Would you write out all of the data exactly as it appears below?

*** Opening of Information given ***

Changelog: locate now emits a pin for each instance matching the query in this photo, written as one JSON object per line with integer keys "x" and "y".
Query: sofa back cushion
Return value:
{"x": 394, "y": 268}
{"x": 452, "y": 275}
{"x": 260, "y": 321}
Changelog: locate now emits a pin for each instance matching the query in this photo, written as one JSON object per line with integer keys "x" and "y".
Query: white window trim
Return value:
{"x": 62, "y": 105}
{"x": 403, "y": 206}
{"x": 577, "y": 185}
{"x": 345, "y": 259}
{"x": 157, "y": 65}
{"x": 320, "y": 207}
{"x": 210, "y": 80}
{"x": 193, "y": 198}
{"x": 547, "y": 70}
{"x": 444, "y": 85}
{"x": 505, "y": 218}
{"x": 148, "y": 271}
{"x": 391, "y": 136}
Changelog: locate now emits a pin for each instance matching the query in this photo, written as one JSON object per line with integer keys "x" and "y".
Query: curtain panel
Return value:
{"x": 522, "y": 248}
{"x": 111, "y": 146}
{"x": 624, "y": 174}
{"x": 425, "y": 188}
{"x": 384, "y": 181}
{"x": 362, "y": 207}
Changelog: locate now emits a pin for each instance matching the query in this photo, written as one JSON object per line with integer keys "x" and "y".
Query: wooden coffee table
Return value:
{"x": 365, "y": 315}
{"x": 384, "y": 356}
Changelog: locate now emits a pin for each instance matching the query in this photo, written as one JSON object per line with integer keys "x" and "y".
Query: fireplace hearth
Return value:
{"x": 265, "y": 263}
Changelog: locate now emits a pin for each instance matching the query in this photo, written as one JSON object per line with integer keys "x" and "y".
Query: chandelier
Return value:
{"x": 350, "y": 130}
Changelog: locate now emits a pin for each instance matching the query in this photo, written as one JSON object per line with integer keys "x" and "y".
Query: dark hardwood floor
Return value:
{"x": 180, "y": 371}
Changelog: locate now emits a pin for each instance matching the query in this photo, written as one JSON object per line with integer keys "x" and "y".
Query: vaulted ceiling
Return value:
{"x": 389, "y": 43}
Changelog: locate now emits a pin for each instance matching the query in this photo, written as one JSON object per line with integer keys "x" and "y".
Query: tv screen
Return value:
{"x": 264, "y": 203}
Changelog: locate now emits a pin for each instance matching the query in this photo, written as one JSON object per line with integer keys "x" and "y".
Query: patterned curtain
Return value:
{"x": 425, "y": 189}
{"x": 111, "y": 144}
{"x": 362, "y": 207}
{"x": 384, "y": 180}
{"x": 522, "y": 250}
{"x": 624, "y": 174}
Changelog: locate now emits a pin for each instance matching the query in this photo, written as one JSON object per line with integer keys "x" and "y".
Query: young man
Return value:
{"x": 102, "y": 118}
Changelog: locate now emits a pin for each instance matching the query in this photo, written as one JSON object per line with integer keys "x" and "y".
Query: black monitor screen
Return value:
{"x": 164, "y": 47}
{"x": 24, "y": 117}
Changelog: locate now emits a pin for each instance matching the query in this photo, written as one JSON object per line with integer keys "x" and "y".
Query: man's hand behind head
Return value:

*** Close of Information given ***

[Written solution]
Changelog: locate now emits a pin for each instance matching the query in this photo, written as one JSON object per line with integer keys "x" and "y".
Query: sofa back cushion
Return value:
{"x": 394, "y": 268}
{"x": 452, "y": 275}
{"x": 260, "y": 321}
Changelog: locate now emits a pin for each instance matching the query in this photo, written as one JSON object per line with integer keys "x" and "y".
Query: white window trim
Return value:
{"x": 62, "y": 105}
{"x": 403, "y": 206}
{"x": 577, "y": 185}
{"x": 345, "y": 259}
{"x": 157, "y": 65}
{"x": 320, "y": 207}
{"x": 210, "y": 80}
{"x": 193, "y": 198}
{"x": 547, "y": 70}
{"x": 444, "y": 85}
{"x": 505, "y": 218}
{"x": 148, "y": 271}
{"x": 391, "y": 136}
Changelog: locate now emits a pin for each instance matching the query in this photo, written as one JSON object per line with integer keys "x" and "y".
Query: curtain panel
Return value:
{"x": 522, "y": 248}
{"x": 111, "y": 146}
{"x": 624, "y": 174}
{"x": 425, "y": 188}
{"x": 384, "y": 181}
{"x": 362, "y": 207}
Changelog: locate now emits a pin for each instance matching the query in this photo, written as one JSON object per line with integer keys "x" and "y".
Query: wooden coffee table
Return value:
{"x": 365, "y": 315}
{"x": 384, "y": 356}
Changelog: locate now emits a pin for each instance matching the query in this photo, written as one JSON object per line with integer keys "x" and "y".
Query: fireplace hearth
Return value:
{"x": 265, "y": 263}
Changelog: locate now emits a pin for each instance matching the query in this photo, written as one JSON object per line with integer keys "x" and "y".
Query: chandelier
Return value:
{"x": 350, "y": 130}
Changelog: locate now emits a pin for each instance matching the query in this photo, written as one JSON object per line with integer keys "x" and "y".
Query: dark hardwood floor
Return value:
{"x": 180, "y": 371}
Changelog: locate now emits a pin for each instance matching the query in this photo, written as one JSON object per line with integer keys "x" and "y".
Query: vaulted ceiling
Return value:
{"x": 389, "y": 43}
Changelog: locate now emits a pin for each instance matching the query in this photo, written as one JSON object per line with integer keys "x" and "y".
Query: tv screen
Return value:
{"x": 264, "y": 203}
Changelog: locate now emits a pin for each instance matching the query in this photo, written as one JSON object per line with integer keys "x" and "y".
Query: patterned curtain
Return value:
{"x": 425, "y": 189}
{"x": 111, "y": 144}
{"x": 362, "y": 207}
{"x": 384, "y": 180}
{"x": 522, "y": 250}
{"x": 624, "y": 174}
Changelog: locate now emits a pin for each instance matching the query in this photo, written as one JSON object per line with integer keys "x" and "y".
Query: young man
Return value:
{"x": 102, "y": 118}
Changelog: locate now emits a pin for each instance matching the query in this photo, written as one JSON object per line with integer keys "x" and "y".
Query: black monitor screen
Return value:
{"x": 164, "y": 47}
{"x": 24, "y": 117}
Changelog: locate now emits a pin for each instance matching the query in this photo, written as one JSON object per line with integer keys "x" and "y".
Query: man's hand behind head
Return value:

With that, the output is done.